### WORK TO COMPLETE
Everything from the line containing "TARGET = window tint" through the last line of the material must be restated word for word, and only that.

### GIVEN RECORDS
--- START ---

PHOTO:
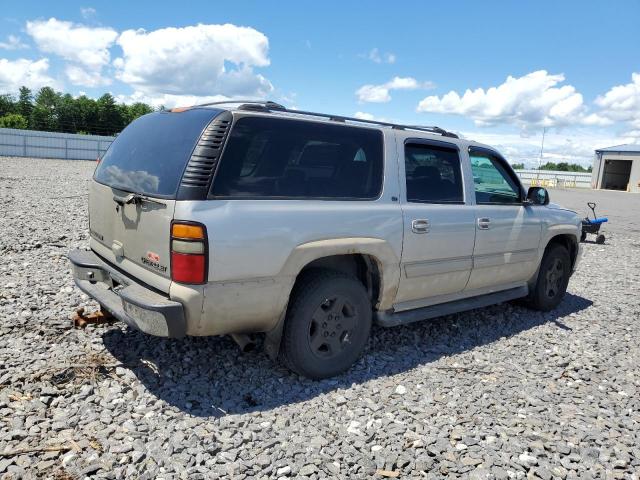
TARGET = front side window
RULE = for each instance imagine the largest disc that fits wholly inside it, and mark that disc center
(284, 158)
(493, 183)
(432, 174)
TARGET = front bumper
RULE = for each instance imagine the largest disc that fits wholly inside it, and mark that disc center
(130, 302)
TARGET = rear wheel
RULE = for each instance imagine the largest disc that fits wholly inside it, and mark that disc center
(327, 324)
(553, 279)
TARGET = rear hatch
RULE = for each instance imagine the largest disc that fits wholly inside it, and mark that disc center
(132, 197)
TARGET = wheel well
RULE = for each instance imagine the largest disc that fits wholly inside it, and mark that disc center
(363, 267)
(567, 241)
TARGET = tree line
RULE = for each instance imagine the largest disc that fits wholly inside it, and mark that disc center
(560, 167)
(53, 111)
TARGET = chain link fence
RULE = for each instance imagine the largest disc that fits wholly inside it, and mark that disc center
(66, 146)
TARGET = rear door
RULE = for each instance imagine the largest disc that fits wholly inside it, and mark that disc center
(439, 227)
(508, 233)
(132, 197)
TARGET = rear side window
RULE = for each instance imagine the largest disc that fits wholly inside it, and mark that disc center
(433, 174)
(492, 182)
(281, 158)
(150, 155)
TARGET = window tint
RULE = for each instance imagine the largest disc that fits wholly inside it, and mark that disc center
(493, 183)
(432, 174)
(150, 155)
(275, 158)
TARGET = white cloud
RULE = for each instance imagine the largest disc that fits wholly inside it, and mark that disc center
(381, 93)
(572, 145)
(203, 60)
(86, 48)
(30, 73)
(88, 12)
(80, 76)
(533, 100)
(364, 116)
(622, 104)
(377, 57)
(168, 100)
(80, 44)
(369, 116)
(13, 43)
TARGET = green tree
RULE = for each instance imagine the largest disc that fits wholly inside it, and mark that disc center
(25, 102)
(564, 167)
(7, 105)
(109, 115)
(68, 117)
(87, 111)
(135, 110)
(54, 111)
(44, 115)
(14, 120)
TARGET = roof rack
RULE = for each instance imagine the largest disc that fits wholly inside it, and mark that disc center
(268, 106)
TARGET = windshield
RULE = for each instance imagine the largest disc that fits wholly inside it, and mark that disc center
(150, 155)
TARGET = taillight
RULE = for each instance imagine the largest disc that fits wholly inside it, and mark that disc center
(188, 253)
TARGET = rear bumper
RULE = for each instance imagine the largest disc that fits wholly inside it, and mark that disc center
(579, 253)
(130, 302)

--- END ---

### SOLUTION FOR THIS PROBLEM
TARGET = window tint
RULE = for each instance imagine the largest disc that fits wholly inside it, and mark that disc center
(493, 183)
(432, 174)
(150, 155)
(275, 158)
TARGET = white cloud
RULE = for each instance imagine the largest disc that fits wholly inside it, and mark that disc center
(381, 93)
(572, 145)
(203, 60)
(86, 48)
(30, 73)
(88, 12)
(80, 76)
(533, 100)
(364, 116)
(622, 104)
(377, 57)
(168, 100)
(80, 44)
(369, 116)
(13, 43)
TARGET = green tree
RULE = for each instance imagine the largest disc that fits wholly inside it, and mark that disc center
(25, 102)
(564, 167)
(7, 105)
(109, 115)
(68, 117)
(87, 111)
(135, 110)
(54, 111)
(44, 115)
(14, 120)
TARGET = roof rack
RULE = for each instance imagine the largest disc that fits wholly inside it, and mark that disc center
(268, 106)
TARGET = windshield
RULE = for each instance imagine the largest disc that fits wholly inside it, and mark that disc center
(150, 155)
TARGET = taillight
RULE = for each instance imagine the largest disc that fits wholly inside it, and mark that disc center
(188, 253)
TARGET = rear bumper
RULE = for each instance imagine the largest disc that fits wholly inside it, and mark that disc center
(579, 253)
(130, 302)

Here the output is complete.